ENTRIES:
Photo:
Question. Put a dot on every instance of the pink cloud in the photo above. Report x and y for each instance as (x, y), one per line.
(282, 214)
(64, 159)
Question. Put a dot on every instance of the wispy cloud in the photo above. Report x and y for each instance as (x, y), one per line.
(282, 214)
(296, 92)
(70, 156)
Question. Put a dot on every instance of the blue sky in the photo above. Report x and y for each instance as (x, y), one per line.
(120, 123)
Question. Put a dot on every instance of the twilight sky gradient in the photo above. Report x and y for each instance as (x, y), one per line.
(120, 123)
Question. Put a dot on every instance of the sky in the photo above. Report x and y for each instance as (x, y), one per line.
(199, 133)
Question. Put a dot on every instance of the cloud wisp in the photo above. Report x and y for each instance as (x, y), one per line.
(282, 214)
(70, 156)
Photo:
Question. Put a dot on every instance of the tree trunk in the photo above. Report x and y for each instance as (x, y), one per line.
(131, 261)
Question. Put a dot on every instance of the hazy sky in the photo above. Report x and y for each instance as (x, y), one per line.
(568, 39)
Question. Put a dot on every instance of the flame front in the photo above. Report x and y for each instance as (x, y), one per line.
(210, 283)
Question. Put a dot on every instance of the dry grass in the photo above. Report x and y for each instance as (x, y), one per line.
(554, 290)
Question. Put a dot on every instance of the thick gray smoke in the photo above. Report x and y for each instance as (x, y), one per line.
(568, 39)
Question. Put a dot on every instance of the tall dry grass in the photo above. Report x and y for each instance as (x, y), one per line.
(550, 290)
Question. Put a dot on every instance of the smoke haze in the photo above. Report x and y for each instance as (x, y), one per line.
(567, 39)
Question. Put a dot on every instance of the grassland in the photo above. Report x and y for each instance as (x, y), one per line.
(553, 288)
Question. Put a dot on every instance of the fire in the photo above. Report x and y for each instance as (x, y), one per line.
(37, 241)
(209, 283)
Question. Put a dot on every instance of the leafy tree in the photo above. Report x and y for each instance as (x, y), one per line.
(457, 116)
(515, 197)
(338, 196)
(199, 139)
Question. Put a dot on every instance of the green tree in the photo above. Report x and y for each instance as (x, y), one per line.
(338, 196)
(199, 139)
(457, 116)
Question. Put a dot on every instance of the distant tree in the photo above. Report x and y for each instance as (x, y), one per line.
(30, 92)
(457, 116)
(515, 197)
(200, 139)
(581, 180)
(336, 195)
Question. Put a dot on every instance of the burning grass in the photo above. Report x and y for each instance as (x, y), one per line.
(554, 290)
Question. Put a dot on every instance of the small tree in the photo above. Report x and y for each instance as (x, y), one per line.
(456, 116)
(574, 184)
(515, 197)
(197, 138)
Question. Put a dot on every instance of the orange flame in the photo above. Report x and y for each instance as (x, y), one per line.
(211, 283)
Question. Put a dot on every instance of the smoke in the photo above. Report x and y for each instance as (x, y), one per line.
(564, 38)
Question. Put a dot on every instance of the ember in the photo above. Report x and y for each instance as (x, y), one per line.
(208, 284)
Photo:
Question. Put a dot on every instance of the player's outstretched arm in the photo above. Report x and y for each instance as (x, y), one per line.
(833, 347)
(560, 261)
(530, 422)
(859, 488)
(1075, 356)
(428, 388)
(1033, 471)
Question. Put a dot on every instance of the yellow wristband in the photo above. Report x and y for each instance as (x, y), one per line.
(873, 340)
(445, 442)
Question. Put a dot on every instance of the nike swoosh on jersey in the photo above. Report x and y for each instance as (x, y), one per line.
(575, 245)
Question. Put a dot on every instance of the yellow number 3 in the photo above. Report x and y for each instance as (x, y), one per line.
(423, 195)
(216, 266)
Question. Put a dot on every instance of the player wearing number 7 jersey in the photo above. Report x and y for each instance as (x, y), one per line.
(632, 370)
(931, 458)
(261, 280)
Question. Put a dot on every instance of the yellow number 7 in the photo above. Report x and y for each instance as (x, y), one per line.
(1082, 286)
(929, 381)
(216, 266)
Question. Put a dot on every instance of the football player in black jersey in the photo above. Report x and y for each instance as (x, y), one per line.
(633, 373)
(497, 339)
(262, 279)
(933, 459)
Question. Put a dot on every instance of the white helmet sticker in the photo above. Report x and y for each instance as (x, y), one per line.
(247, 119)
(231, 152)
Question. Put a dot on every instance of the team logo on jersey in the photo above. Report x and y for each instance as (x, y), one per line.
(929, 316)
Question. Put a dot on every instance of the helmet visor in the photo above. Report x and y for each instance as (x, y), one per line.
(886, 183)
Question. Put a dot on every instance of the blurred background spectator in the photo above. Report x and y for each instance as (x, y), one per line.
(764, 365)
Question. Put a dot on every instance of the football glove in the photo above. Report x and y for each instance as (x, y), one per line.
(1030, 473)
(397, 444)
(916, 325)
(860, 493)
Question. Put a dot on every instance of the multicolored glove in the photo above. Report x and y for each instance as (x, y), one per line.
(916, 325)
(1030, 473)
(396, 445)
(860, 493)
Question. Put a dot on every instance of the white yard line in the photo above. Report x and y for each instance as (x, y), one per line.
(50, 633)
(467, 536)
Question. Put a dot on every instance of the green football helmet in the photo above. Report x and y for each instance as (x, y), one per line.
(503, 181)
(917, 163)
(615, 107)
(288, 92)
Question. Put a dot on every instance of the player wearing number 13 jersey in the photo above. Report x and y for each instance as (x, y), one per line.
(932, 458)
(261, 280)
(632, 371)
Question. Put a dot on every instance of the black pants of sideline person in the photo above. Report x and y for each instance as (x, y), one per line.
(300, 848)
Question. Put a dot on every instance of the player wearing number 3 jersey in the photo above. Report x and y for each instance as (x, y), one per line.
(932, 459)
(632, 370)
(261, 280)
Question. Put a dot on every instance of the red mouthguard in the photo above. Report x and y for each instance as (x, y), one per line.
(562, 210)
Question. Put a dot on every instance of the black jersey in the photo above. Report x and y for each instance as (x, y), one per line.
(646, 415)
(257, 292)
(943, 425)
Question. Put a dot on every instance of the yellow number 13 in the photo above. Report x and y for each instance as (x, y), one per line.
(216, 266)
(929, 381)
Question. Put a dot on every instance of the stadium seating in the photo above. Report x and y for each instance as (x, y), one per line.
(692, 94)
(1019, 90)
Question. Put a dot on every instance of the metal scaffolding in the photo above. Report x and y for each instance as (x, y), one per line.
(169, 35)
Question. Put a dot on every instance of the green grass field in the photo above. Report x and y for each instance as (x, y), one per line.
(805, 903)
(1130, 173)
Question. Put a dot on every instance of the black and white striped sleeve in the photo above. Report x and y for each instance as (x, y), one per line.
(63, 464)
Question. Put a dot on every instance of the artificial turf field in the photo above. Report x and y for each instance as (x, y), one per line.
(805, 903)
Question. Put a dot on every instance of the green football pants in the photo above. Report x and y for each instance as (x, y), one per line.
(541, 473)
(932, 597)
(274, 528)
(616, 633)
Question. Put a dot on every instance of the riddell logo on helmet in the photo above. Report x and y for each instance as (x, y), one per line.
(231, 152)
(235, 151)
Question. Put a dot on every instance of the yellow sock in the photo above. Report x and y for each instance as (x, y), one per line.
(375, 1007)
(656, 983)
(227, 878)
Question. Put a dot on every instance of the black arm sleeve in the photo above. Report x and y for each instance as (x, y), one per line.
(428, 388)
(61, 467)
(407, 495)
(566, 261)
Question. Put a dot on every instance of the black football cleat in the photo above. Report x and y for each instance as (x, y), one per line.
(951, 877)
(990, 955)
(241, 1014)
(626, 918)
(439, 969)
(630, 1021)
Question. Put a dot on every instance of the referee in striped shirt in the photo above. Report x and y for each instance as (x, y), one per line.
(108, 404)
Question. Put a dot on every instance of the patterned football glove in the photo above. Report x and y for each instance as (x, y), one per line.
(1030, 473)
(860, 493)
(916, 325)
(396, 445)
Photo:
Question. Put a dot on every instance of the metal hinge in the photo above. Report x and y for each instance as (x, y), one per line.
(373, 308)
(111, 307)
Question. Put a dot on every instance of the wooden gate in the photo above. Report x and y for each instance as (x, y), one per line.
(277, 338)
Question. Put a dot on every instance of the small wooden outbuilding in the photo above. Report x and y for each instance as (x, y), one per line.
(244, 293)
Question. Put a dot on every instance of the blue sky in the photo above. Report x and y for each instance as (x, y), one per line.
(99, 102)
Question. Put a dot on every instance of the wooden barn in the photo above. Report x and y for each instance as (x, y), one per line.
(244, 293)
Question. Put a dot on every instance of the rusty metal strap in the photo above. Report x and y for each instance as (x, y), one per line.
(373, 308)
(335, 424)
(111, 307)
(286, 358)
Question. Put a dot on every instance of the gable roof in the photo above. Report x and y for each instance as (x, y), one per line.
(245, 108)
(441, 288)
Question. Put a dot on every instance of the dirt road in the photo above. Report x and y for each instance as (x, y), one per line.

WRITTEN PROBLEM: Reproduce only the lines running from the one that contains "Question. Put a dot on every instance of the small wooden" to the last line of the records.

WORKED SOLUTION:
Question. Put a dot on every instance of the small wooden outbuilding in the photo above. Report x and y for each instance as (x, y), one per line.
(244, 293)
Question. Put a dot on every instance of the blue sky in the photo above. Report x and y for each instance as (x, y), one per line.
(99, 102)
Question. Put a dot on every instance of the wooden barn in the photo above. Report x and y for each instance as (x, y), one per line.
(244, 293)
Question. Put a dot on every instance of the rusty metal strap in the photo above. Report x and y for each instance as (x, y), one per line.
(373, 308)
(335, 424)
(111, 307)
(286, 358)
Question. Put a dot on every instance of the gable roof in the photo above. Report x and y for each instance as (x, y), one per line.
(245, 108)
(441, 288)
Question. Put a dot on every instance of the dirt road in the photo above. Report x and y for each instance as (x, y), one per line.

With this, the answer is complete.